--- WHAT IS BEING ASKED ---
Could you return every record below word for word, leaving out the pictures?

--- Point localization data ---
- Opening Delimiter -

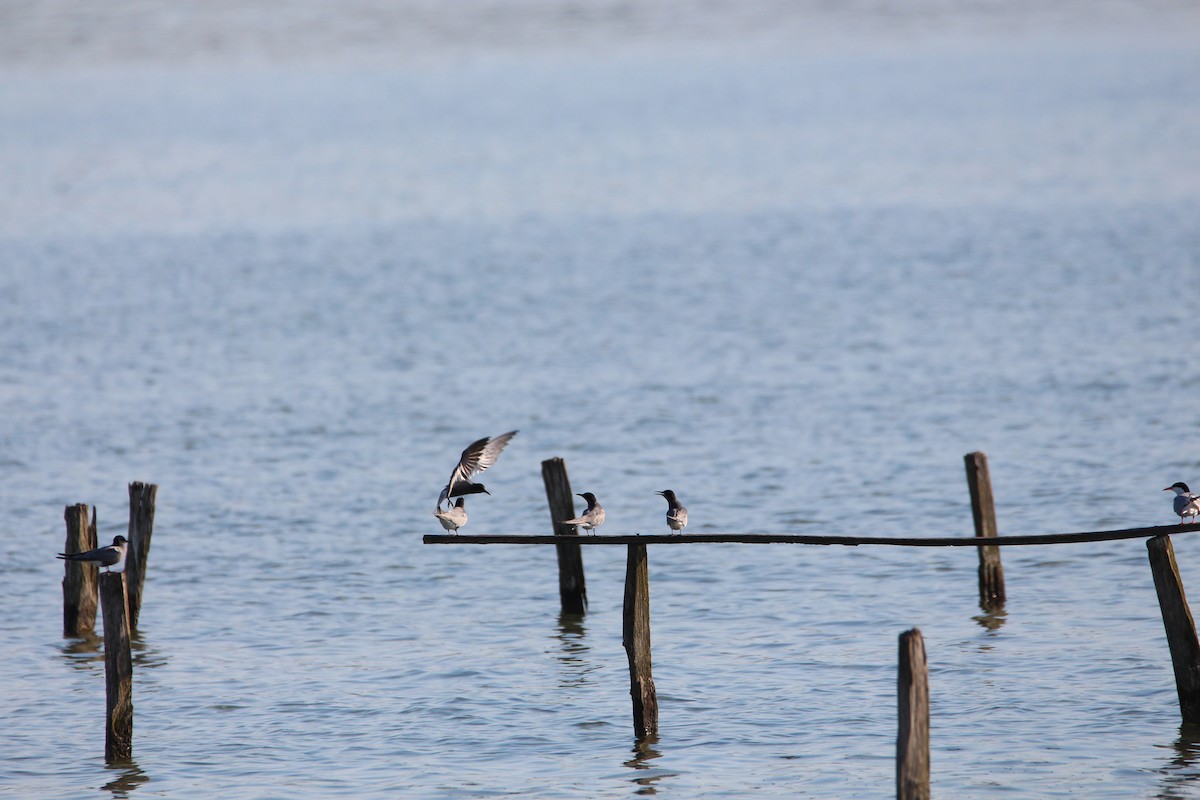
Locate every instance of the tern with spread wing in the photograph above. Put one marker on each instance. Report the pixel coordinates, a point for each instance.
(475, 458)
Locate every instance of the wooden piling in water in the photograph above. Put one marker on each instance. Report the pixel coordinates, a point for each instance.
(573, 588)
(636, 638)
(118, 668)
(1181, 629)
(912, 740)
(142, 505)
(983, 511)
(79, 589)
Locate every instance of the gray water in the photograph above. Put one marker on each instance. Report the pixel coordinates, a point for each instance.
(791, 262)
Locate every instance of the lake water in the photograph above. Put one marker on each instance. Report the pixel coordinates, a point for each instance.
(790, 260)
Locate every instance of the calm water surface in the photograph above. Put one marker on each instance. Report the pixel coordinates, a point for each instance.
(793, 272)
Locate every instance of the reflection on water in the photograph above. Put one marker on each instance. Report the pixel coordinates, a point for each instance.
(130, 776)
(991, 620)
(1181, 776)
(574, 650)
(82, 651)
(647, 776)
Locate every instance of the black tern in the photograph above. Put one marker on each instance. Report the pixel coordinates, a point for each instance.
(677, 516)
(475, 458)
(112, 557)
(592, 518)
(1187, 504)
(455, 517)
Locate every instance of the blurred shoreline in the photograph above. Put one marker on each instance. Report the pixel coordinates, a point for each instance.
(72, 35)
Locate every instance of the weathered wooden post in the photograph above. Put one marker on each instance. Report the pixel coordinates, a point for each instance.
(571, 585)
(118, 668)
(142, 504)
(79, 577)
(983, 510)
(912, 740)
(636, 638)
(1181, 629)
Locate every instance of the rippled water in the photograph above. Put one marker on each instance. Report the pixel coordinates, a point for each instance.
(793, 281)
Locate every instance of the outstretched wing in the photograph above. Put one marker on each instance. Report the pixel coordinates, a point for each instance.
(475, 458)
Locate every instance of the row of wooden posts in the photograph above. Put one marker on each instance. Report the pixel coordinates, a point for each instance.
(912, 741)
(119, 596)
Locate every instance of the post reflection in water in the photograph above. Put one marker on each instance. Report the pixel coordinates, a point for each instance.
(574, 650)
(83, 651)
(647, 774)
(991, 620)
(129, 777)
(1181, 775)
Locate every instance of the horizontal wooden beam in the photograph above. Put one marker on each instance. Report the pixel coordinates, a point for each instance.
(811, 539)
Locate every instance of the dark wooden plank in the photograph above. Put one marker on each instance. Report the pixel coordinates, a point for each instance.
(912, 739)
(79, 587)
(983, 511)
(1181, 629)
(118, 668)
(142, 505)
(811, 539)
(636, 638)
(573, 587)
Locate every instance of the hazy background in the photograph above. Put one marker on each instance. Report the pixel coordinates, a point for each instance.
(791, 260)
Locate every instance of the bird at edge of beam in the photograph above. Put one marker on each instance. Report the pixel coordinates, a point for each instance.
(475, 458)
(1187, 503)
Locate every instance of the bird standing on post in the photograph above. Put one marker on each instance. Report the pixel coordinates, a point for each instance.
(475, 458)
(677, 515)
(592, 518)
(1187, 504)
(454, 517)
(111, 557)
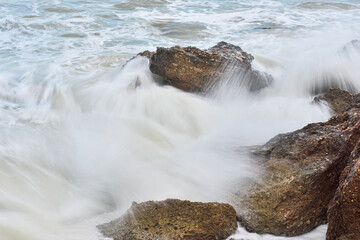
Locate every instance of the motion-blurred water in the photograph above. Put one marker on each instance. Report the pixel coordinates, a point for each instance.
(79, 141)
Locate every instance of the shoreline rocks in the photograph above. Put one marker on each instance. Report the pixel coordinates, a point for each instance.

- Closing Delimiter -

--- WRITTEN RESPONSE ---
Locate every instance of the tern with spread wing in the photograph above. Put one marker on each instance. Report the pixel coordinates, a point for each instance.
(475, 458)
Locate every instance of the wooden piling in water in the photograph above. Put one marker on each instance. Report the pixel coordinates, a point for each instance.
(573, 588)
(636, 638)
(118, 668)
(1181, 629)
(912, 740)
(142, 505)
(983, 511)
(79, 589)
Locate every instance of the gray water in the photograph above. Put one marker on each instance. Report the pixel coordinates, a point for each instance.
(791, 262)
Locate every instance of the lake water in the photograph above. Put one marker on each instance. Report the pixel coordinates, a point for each instance.
(790, 260)
Locate every instance of the calm water surface in the photograph above. Put one marker on each instance. Report the pixel coordinates, a point for each instance.
(793, 272)
Locate every instance of the reflection on water in the photograph above. Put one marker on each instance. Report the pixel coordinates, a point for each instance.
(130, 776)
(991, 620)
(1181, 776)
(574, 650)
(82, 651)
(647, 776)
Locate every instance of the black tern in the photograph above. Put one marker on each instance. Report the pixel coordinates, a point for each instance.
(677, 516)
(475, 458)
(112, 557)
(592, 518)
(1187, 504)
(455, 517)
Locate every instance of the blurred shoreline in the photograph above. Put one marker on each instance. Report the pixel coordinates, a point for each instance.
(72, 35)
Locate every instance of the weathered wooden post in the photograph above. Put one marker on each instance. Report the pixel coordinates, a point for each instance.
(571, 585)
(118, 668)
(142, 504)
(79, 577)
(983, 510)
(912, 740)
(636, 638)
(1181, 629)
Locate every instance of the rippled water in the photograph above. Put one marker on each instance. Report the pixel coordinates, a point for each instance.
(793, 281)
Locate every instance of the outstretched wing in the photograph above. Put one marker on each instance. Report the pixel coordinates, a point for each instance.
(475, 458)
Locate every instance of the row of wooden posts in the photograph above. Put one marker on each instance. Report the pixel coordinates, a point for each instance.
(912, 741)
(119, 596)
Locate every instance of the post reflection in water in the photograph above. Put one marker on each instance. Report the pixel coordinates, a point for each instance.
(574, 650)
(83, 651)
(647, 774)
(991, 620)
(129, 777)
(1181, 775)
Locate every instance of the horizontal wooden beam in the photograph above. Put one marker on each instance. Report the pixel coordinates, a point for each instance.
(811, 539)
Locate every instance of the dark wooden plank in the photograph above. Put one marker on each instance. Report the pixel coordinates, a point for each instance.
(912, 739)
(79, 587)
(983, 511)
(1181, 629)
(118, 668)
(142, 505)
(811, 539)
(636, 638)
(573, 587)
Locate every instance of the hazy background in the photograph above. Put one marker on each instance. Report the pixel coordinates, a point for each instance.
(791, 260)
Locate every instance of the bird at edge of beam in the photograph above. Put one marker on each instance. Report the pixel coordinates, a point for each instance.
(475, 458)
(1187, 503)
Locate every instance of the bird standing on post in the photograph above. Put one marker on each instance. Report the pixel coordinates, a point for each instance.
(475, 458)
(677, 515)
(592, 518)
(1187, 504)
(454, 517)
(111, 557)
Locate every instance of the motion-blurred water in the photograph above. Put one marker on each instance. Report the pixel coordinates, a point for each instance.
(79, 141)
Locate every instance of the shoreline rocks in the photograph above. Put one marker on each instance. Report the pixel coordinates, a point for each instance.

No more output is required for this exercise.